PROVIDED DATA: Begin
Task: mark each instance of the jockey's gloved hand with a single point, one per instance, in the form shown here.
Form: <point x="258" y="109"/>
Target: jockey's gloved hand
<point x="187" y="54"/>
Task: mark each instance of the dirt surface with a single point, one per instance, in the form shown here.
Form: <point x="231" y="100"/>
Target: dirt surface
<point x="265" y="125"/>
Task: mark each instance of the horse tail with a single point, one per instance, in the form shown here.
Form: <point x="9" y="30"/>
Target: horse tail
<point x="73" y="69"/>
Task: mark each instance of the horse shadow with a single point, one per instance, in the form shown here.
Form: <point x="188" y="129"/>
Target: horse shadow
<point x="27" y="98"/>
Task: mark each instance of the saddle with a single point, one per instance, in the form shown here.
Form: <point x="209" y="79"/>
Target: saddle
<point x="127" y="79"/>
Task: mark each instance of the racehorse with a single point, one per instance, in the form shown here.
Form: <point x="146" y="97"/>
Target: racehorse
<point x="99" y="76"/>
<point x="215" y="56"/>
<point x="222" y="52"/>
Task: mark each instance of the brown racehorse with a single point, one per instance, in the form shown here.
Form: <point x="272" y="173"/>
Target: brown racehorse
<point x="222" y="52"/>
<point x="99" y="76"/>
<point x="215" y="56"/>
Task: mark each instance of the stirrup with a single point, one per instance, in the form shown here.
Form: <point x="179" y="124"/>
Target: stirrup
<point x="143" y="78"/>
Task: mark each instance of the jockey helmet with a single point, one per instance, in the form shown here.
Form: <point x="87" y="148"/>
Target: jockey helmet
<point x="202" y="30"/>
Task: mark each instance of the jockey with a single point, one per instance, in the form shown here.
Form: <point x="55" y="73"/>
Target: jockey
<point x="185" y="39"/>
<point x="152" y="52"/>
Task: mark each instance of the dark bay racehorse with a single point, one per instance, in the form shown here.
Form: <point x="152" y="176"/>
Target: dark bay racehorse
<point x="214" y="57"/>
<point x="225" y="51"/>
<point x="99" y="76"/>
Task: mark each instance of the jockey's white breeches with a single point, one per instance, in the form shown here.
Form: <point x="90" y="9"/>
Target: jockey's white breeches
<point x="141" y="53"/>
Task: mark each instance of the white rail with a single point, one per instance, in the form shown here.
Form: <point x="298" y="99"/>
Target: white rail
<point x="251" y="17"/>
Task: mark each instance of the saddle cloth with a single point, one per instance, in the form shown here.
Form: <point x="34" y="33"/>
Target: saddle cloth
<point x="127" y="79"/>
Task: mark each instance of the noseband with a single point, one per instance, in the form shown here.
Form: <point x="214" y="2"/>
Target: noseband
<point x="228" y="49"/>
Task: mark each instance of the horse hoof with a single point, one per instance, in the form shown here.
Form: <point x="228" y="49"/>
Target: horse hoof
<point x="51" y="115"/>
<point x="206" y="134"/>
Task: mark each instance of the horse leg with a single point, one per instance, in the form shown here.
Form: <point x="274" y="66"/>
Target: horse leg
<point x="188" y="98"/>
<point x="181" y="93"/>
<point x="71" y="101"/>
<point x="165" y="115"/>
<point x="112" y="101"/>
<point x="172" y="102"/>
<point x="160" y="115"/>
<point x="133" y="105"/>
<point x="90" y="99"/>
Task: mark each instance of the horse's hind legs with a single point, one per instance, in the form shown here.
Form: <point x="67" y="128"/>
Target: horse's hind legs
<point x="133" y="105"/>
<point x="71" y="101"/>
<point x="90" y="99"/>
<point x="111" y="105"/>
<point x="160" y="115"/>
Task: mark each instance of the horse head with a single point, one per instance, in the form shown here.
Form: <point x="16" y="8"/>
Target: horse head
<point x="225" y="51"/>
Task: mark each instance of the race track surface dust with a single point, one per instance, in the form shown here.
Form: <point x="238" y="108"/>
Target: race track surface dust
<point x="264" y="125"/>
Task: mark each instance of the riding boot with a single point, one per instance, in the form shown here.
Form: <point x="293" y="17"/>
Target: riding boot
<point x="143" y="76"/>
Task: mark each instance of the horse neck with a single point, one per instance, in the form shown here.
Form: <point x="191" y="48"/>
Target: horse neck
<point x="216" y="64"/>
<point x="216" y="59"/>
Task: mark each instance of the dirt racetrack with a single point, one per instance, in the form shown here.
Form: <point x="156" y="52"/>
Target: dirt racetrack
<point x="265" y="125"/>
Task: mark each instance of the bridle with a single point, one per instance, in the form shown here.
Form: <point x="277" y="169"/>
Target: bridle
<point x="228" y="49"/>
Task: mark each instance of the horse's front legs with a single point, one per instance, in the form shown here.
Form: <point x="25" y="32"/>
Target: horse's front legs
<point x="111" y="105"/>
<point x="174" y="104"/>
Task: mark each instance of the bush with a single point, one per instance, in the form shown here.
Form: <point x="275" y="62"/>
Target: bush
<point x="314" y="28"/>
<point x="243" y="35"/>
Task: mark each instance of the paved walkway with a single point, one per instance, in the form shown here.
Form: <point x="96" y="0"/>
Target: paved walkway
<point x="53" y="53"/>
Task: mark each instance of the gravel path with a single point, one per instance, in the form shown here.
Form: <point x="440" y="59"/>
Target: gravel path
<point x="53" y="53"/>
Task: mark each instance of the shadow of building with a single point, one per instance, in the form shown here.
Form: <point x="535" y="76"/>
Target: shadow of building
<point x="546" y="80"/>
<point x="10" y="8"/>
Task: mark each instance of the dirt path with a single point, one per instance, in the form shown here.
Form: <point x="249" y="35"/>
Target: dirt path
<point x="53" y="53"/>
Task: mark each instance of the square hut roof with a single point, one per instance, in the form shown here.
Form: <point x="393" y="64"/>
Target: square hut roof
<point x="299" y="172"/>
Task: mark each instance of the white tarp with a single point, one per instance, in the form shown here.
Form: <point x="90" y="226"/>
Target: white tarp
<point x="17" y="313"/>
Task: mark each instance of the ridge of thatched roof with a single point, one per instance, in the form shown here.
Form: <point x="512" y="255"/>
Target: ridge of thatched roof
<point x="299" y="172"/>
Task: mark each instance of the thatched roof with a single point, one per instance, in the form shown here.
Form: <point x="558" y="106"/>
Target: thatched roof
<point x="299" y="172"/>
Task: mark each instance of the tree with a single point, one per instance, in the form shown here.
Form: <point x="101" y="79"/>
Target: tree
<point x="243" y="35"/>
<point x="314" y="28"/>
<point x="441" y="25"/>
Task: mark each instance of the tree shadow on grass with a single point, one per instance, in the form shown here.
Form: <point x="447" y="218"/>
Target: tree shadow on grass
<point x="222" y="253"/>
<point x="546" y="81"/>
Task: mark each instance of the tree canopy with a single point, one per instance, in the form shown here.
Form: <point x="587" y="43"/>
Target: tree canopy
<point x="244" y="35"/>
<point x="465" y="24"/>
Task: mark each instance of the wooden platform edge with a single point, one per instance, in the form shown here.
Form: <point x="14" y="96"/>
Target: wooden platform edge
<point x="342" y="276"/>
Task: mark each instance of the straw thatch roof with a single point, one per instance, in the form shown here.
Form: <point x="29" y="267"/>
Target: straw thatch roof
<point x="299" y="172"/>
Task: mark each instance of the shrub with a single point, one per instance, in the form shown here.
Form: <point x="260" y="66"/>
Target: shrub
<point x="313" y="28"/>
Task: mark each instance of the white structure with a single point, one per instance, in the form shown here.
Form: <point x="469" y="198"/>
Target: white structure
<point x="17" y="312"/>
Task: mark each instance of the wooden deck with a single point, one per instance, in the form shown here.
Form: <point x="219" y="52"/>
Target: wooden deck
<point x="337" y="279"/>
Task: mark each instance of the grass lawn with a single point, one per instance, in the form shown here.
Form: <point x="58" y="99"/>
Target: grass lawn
PROVIDED DATA: End
§ TASK BRIEF
Your output must contain exactly the lines from the one containing "Task: mark each instance of the shrub" to the final line of the data above, and no other text.

§ OUTPUT FOR THIS EXERCISE
Task: mark each instance of the shrub with a single point, one per instance, in the form shown here.
Form: <point x="260" y="66"/>
Target: shrub
<point x="313" y="28"/>
Task: mark each instance of the white structure with a single point, one per instance, in the form shown here.
Form: <point x="469" y="198"/>
Target: white structure
<point x="17" y="312"/>
Task: mark each instance of the wooden deck with a single point, one per instance, in the form shown here.
Form: <point x="219" y="52"/>
Target: wooden deck
<point x="337" y="279"/>
Task: mark each instance of the grass lawn with a single point, one per instance, in the form shown here.
Form: <point x="58" y="99"/>
Target: grass lawn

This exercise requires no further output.